Passage to read:
>> Start

2010-08-02 Thread david.herv...@gmail.com
ZK annonces that their approach is a server side centric. Conceptually
speaking GWT and ZK are really two different approaches.
Main argument for using ZK WAS they have a declarative approach to
build the UI. This gap is now obsolote since GWT has the UIBinder.

To my point of view the main advantages using GWT are :
 - its capabality to deal with several browser specific behavior (and
more over to let the user add browser specific behavior via deferred
binding).
 - its client side approach : your server can support load more easily
 - its more natural for Programmers who came from Swing/AWT/SWT/GTK...

On the contrary the learning curve is may be stronger


On Aug 1, 10:08 am, Sebastian Rothbucher
sebastian.rothbuc...@clarities.de wrote:
 HI akhil,

 ZK does not have a 2nd compilation step into JS (and can thus use all
 of Java on both sides). However, you have ongoing client-server
 communication (speed!), you don't have the optimizations google offers
 for your and from what I remember from using ZK, the framework is by
 far not as straightforward: with GWT, you add a widget to a root panel
 and just program the UI; with ZK, you have binding declarations,
 event / update issues, ...  At least I (but it may be me) had much
 more trouble and many more problems to solve before the ZK logic was
 in place (e.g. augment table contents). Finally, you re-use the best
 practices long established in traditional UI programming and this is
 where RIA also aims for when using GWT.

>> End

Stated problem 1: Please copy the GWT versus ZK thread starting at "ZK does not" and ending at "when using GWT.", replacing "widget" with "component".
Stated problem 2: In the GWT versus ZK thread, which technologies are programmers said to come from when GWT feels more natural to them?
Stated problem 3: According to the GWT versus ZK thread, what GWT feature made ZK's declarative UI argument obsolete?

Dataset records
>> Start

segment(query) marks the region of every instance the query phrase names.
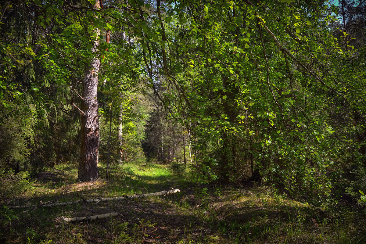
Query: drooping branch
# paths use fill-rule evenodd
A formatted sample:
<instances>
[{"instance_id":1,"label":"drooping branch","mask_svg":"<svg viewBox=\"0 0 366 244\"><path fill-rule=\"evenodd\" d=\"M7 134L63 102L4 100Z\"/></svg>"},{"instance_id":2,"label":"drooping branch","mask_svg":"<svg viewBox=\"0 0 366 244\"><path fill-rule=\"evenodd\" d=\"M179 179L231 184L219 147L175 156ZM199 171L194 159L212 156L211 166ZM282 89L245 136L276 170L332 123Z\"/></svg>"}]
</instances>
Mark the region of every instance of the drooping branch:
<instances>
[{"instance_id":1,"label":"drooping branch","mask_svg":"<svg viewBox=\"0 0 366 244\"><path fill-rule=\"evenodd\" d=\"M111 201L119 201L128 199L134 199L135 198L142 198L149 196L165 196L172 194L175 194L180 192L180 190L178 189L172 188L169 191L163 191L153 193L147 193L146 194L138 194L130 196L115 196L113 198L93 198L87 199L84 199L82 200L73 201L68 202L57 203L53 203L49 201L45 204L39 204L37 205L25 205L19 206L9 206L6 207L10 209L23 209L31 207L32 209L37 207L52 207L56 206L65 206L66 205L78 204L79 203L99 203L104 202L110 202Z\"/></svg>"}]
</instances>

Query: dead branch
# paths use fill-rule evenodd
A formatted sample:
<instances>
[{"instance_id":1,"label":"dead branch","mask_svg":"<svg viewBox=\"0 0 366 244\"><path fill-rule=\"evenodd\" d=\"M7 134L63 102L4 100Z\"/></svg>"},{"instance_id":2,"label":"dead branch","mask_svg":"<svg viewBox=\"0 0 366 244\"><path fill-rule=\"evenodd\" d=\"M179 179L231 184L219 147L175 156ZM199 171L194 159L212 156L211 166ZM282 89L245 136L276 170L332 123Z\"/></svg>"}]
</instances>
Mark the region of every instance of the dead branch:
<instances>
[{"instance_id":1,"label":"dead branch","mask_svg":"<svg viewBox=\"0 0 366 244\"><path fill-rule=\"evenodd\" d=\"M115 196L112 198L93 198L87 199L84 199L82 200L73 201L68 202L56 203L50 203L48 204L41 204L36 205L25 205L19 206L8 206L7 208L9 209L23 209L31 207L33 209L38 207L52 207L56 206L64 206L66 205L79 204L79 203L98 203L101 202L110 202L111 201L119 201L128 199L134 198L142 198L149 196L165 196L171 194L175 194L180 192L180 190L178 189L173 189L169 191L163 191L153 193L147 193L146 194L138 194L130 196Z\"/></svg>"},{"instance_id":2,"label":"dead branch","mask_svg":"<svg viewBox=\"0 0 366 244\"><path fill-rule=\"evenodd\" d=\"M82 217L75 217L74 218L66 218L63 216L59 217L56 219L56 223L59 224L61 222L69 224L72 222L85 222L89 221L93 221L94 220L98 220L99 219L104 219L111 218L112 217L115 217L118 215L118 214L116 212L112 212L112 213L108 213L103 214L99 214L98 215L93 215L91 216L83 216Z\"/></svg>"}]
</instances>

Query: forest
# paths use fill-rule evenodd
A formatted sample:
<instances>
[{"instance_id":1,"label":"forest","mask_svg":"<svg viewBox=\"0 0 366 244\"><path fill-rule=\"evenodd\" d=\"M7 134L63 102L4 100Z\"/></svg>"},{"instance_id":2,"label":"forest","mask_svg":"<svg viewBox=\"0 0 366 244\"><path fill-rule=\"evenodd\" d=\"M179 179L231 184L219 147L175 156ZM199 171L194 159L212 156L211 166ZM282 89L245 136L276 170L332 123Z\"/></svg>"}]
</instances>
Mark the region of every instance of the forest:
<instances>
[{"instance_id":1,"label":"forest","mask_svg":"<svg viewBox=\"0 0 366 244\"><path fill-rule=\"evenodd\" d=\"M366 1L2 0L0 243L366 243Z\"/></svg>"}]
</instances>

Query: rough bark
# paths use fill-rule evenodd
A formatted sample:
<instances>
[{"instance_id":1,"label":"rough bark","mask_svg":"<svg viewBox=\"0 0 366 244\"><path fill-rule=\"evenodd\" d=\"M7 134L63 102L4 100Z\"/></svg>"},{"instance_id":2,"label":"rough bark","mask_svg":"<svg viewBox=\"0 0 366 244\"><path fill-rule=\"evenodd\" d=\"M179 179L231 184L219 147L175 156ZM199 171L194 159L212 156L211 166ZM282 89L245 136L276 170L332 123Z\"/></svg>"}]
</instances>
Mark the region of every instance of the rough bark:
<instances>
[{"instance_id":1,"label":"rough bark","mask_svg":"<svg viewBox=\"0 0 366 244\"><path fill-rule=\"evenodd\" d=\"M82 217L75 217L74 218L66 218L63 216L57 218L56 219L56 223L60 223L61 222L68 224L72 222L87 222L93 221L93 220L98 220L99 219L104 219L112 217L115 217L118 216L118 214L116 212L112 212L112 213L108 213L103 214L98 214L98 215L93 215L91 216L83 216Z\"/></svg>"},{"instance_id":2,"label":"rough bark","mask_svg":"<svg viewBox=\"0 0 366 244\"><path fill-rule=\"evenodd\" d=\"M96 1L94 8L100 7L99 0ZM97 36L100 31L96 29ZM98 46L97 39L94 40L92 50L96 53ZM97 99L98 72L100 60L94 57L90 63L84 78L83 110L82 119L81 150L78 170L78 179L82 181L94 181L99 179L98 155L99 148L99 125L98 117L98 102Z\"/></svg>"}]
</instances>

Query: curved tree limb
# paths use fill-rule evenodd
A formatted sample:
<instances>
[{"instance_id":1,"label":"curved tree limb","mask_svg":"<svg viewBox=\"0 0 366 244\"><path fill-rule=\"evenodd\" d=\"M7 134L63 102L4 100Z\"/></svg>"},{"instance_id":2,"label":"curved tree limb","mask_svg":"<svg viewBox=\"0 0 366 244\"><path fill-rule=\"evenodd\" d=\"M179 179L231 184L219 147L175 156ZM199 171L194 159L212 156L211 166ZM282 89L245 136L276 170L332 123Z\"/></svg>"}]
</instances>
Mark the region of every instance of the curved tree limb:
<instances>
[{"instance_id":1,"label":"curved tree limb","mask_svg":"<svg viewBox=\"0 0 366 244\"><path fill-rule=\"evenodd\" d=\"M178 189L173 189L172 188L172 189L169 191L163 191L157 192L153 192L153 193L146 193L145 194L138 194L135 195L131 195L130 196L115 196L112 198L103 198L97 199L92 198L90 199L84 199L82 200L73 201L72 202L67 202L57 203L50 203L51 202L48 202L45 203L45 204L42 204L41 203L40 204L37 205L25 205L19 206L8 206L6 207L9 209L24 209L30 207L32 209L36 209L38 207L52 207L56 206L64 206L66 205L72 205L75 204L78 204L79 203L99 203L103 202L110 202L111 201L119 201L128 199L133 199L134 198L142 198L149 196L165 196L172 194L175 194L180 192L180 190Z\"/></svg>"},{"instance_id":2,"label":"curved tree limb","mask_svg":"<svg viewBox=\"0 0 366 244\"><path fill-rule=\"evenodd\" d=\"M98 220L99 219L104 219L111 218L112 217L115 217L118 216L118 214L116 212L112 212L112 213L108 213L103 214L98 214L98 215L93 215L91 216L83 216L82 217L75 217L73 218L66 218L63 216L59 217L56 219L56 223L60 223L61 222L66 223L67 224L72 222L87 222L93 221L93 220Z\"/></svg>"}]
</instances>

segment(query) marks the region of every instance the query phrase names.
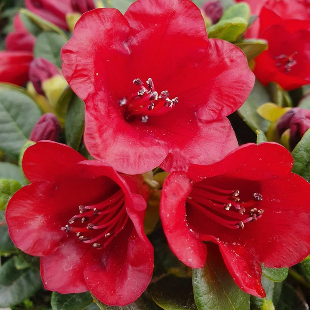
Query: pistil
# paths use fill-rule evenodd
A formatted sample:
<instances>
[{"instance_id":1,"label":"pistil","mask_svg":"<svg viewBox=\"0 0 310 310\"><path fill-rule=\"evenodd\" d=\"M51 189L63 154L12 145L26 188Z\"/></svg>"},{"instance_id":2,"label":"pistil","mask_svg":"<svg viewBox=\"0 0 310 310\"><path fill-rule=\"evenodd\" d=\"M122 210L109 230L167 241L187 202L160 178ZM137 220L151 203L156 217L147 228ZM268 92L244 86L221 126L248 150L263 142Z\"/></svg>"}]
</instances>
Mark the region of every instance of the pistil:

>> End
>> Start

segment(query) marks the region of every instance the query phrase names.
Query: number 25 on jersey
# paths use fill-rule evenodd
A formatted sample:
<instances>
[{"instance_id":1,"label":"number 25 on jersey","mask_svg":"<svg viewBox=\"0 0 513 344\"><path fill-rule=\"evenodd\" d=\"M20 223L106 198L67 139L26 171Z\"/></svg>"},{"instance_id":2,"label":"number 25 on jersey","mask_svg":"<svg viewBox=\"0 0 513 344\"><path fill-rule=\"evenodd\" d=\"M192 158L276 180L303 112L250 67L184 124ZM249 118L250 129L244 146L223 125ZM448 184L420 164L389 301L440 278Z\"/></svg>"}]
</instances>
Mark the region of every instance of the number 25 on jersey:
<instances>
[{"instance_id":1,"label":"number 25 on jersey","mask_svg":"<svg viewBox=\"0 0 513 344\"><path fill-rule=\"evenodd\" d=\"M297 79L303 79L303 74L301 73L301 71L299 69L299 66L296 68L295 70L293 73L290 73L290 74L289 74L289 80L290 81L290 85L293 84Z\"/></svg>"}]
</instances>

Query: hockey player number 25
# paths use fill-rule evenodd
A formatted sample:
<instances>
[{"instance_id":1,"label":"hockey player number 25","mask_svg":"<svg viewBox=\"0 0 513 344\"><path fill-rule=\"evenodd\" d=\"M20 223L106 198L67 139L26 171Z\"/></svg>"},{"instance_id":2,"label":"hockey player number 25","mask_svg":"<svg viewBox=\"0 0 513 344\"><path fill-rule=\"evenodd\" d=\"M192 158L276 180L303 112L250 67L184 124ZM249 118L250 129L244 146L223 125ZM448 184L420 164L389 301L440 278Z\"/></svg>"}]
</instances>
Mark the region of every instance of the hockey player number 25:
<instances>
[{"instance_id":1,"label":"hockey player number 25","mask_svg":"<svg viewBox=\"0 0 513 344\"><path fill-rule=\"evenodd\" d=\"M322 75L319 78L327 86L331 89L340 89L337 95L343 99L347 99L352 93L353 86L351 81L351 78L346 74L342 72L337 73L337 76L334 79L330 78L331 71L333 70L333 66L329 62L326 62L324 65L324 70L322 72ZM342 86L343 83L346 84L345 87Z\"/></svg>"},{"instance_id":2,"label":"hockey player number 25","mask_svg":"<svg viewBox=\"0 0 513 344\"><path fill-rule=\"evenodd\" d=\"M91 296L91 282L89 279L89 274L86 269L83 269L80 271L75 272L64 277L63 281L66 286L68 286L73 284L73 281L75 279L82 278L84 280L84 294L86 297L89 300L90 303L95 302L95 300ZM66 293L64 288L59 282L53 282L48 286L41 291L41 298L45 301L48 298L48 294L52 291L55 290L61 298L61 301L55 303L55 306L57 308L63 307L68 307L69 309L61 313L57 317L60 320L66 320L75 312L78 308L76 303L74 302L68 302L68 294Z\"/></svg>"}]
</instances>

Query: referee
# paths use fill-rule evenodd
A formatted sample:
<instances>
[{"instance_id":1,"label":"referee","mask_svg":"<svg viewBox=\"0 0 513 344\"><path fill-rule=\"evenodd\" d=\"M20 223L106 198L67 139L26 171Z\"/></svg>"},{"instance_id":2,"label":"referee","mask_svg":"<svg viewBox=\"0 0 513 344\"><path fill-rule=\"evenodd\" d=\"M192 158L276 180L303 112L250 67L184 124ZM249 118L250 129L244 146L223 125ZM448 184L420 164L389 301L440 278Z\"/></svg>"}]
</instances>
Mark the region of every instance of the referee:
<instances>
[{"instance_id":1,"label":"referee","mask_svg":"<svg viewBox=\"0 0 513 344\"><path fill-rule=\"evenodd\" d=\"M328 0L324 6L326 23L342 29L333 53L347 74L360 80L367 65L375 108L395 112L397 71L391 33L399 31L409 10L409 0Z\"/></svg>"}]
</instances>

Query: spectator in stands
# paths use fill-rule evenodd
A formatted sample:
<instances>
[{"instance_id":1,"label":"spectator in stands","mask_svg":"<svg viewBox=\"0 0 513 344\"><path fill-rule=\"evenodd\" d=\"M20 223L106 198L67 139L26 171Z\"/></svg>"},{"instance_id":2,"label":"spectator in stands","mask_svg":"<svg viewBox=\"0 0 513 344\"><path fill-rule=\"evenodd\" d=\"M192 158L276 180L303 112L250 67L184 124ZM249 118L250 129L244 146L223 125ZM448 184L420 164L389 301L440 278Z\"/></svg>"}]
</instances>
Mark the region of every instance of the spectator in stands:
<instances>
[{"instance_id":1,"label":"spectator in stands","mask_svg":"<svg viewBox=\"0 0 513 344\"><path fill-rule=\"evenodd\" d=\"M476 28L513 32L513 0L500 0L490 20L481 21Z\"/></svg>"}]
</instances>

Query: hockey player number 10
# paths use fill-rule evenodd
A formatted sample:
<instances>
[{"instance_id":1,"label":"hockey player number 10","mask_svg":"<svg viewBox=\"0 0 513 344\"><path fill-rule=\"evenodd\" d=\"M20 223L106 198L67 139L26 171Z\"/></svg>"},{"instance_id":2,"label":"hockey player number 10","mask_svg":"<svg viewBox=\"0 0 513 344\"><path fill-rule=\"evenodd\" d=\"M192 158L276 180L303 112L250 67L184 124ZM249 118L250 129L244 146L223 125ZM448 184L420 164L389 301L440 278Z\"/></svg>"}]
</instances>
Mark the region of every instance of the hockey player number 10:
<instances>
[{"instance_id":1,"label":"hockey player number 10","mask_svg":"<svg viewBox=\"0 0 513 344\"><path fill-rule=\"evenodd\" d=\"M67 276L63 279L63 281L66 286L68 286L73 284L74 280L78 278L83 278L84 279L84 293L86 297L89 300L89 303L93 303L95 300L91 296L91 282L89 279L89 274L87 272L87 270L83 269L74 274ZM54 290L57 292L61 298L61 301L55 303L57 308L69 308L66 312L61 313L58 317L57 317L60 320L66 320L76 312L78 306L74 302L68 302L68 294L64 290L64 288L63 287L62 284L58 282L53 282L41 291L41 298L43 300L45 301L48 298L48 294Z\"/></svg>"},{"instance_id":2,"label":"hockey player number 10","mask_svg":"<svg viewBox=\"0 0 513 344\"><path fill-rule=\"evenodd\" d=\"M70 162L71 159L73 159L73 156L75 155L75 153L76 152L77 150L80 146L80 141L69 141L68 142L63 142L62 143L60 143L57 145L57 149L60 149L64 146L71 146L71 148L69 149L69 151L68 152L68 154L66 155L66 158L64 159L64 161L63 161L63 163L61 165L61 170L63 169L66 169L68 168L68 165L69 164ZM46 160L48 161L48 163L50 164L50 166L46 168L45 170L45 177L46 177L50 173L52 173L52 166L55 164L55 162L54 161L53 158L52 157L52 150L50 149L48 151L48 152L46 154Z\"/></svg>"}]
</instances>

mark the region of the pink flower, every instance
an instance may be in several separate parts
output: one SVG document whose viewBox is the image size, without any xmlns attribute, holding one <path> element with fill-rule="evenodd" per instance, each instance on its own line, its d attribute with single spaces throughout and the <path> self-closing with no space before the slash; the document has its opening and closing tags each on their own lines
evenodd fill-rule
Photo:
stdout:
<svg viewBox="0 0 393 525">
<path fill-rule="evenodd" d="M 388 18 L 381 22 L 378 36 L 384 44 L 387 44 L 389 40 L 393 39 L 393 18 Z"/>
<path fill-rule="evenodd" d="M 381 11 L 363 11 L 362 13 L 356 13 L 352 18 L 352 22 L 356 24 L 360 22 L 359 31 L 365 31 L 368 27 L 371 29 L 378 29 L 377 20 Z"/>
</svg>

>> End

Final result 1:
ZK does not have a 2nd compilation step into JS (and can thus use all
 of Java on both sides). However, you have ongoing client-server
 communication (speed!), you don't have the optimizations google offers
 for your and from what I remember from using ZK, the framework is by
 far not as straightforward: with GWT, you add a component to a root panel
 and just program the UI; with ZK, you have binding declarations,
 event / update issues, ...  At least I (but it may be me) had much
 more trouble and many more problems to solve before the ZK logic was
 in place (e.g. augment table contents). Finally, you re-use the best
 practices long established in traditional UI programming and this is
 where RIA also aims for when using GWT.

Final result 2: Swing, AWT, SWT, GTK

Final result 3: The UIBinder.